====== The records ======

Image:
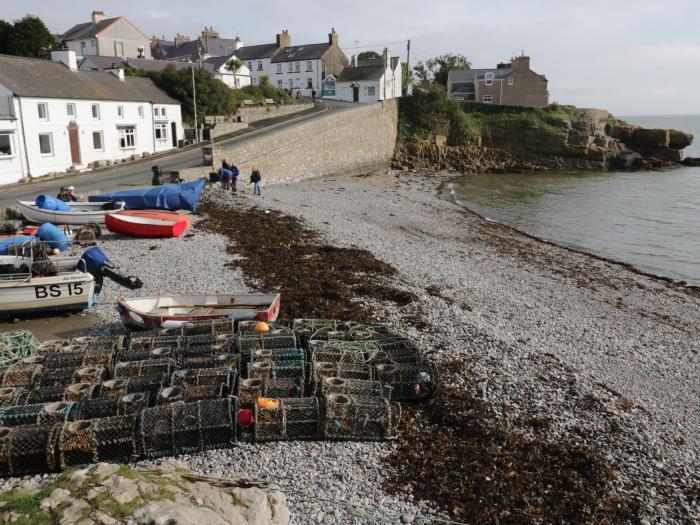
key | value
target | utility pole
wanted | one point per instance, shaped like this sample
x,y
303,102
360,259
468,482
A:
x,y
408,67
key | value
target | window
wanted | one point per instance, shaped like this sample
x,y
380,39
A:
x,y
161,132
43,110
97,143
45,144
127,138
5,145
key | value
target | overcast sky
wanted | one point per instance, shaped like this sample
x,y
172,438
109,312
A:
x,y
629,56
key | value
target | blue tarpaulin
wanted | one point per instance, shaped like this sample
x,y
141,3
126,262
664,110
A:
x,y
167,197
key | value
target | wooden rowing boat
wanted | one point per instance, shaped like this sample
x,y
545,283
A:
x,y
169,312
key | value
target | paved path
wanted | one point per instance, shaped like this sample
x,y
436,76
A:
x,y
138,173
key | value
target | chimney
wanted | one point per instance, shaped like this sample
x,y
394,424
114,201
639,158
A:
x,y
283,39
65,57
333,38
97,16
117,72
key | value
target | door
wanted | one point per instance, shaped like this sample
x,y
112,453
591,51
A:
x,y
74,147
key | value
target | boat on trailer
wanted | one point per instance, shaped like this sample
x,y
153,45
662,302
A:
x,y
168,312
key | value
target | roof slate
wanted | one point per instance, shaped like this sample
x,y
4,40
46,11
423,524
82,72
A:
x,y
32,77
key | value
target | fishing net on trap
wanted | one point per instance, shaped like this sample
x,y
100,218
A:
x,y
360,418
28,449
178,428
110,439
285,387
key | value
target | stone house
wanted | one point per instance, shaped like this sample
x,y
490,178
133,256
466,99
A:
x,y
512,84
110,37
55,117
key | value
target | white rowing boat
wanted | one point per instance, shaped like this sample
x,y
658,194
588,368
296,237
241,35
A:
x,y
80,212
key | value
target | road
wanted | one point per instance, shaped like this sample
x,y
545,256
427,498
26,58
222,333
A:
x,y
138,173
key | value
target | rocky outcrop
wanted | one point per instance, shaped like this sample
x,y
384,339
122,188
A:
x,y
110,494
590,142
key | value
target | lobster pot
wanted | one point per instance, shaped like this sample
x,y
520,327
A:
x,y
409,382
355,387
286,387
213,327
287,419
358,418
27,449
24,372
12,395
129,385
150,367
56,412
187,427
79,392
277,369
110,439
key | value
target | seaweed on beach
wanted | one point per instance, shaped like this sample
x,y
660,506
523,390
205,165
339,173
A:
x,y
278,252
464,460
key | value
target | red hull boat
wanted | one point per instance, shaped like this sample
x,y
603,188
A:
x,y
147,223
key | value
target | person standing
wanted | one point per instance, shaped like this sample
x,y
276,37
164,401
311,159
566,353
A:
x,y
255,179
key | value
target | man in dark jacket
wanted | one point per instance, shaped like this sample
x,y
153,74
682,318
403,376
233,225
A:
x,y
255,179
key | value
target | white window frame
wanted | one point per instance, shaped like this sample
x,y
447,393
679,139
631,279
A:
x,y
127,136
11,141
50,153
102,141
45,107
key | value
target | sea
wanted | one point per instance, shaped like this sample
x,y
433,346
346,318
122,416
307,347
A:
x,y
650,220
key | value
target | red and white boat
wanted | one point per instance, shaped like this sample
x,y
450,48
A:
x,y
152,313
147,223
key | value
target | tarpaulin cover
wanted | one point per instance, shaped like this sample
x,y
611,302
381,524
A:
x,y
167,197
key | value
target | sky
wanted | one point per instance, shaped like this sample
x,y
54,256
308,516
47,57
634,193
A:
x,y
632,57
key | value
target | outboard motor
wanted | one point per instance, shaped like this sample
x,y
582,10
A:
x,y
94,261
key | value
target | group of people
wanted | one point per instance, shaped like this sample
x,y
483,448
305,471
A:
x,y
228,176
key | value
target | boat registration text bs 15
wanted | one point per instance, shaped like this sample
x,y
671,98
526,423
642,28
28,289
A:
x,y
59,290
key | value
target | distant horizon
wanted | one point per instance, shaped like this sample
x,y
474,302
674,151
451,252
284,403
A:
x,y
595,61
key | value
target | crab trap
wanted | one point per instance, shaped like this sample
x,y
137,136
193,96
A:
x,y
360,418
287,419
110,439
28,449
178,428
285,387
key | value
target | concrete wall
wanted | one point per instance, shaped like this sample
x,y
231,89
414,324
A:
x,y
353,140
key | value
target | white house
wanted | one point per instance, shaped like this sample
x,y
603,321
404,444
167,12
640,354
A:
x,y
54,117
368,81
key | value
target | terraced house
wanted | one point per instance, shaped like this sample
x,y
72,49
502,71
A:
x,y
511,84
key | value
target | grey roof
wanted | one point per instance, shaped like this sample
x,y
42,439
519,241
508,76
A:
x,y
87,30
33,77
295,53
351,74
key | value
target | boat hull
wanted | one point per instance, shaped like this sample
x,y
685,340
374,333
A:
x,y
81,213
147,223
74,291
172,312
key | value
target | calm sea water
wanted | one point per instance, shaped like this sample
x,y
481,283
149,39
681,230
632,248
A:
x,y
650,220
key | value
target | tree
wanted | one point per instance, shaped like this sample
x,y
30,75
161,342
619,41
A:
x,y
435,70
30,38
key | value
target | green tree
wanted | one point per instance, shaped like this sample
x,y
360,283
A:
x,y
435,70
30,38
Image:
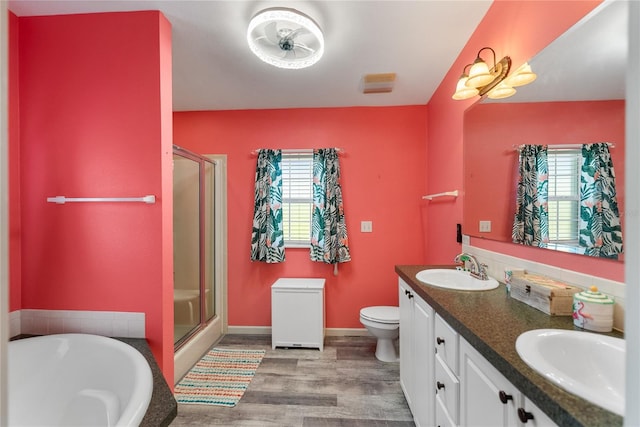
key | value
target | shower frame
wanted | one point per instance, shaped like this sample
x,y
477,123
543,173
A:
x,y
215,326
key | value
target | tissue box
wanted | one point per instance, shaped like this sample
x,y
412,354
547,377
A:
x,y
547,295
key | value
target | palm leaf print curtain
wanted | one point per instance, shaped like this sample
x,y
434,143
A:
x,y
329,242
267,239
530,224
600,231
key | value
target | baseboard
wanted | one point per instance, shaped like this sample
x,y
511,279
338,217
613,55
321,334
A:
x,y
249,330
266,330
346,332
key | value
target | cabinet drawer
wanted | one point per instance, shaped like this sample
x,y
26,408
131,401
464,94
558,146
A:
x,y
442,416
446,343
447,388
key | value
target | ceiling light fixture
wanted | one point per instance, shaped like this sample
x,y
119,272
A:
x,y
493,81
285,38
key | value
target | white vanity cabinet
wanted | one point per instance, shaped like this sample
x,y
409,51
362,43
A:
x,y
416,355
446,382
487,398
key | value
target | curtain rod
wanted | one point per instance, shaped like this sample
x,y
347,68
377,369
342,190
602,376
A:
x,y
564,146
297,150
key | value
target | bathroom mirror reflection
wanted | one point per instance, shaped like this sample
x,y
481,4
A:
x,y
577,98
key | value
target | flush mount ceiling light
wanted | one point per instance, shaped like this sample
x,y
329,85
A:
x,y
285,38
493,81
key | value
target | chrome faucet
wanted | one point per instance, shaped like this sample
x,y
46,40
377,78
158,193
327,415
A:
x,y
477,270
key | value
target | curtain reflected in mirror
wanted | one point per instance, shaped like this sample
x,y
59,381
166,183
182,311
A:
x,y
564,106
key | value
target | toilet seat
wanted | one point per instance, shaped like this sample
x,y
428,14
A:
x,y
381,314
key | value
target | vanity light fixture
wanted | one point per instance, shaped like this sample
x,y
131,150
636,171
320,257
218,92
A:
x,y
285,38
493,81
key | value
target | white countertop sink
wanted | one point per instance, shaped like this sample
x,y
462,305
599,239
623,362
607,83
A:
x,y
455,279
586,364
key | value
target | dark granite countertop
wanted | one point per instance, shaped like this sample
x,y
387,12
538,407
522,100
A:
x,y
491,321
163,407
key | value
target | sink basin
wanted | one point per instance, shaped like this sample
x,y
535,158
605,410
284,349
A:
x,y
455,279
586,364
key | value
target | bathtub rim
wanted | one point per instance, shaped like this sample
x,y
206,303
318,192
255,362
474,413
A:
x,y
131,413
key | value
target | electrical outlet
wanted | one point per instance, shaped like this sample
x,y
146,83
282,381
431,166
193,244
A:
x,y
485,226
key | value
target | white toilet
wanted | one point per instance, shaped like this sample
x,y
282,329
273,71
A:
x,y
383,322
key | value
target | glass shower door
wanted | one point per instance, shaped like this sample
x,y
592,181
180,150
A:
x,y
186,246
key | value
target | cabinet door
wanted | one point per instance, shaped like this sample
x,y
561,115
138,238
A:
x,y
486,397
405,299
423,359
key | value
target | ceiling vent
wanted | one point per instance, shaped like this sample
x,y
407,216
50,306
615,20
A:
x,y
378,83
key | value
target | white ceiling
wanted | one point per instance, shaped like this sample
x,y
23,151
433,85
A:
x,y
213,68
586,63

======

Can you show every line above that contains the word "countertop", copying each one in full? Case counts.

Exercise output:
target | white countertop sink
target | dark granite countertop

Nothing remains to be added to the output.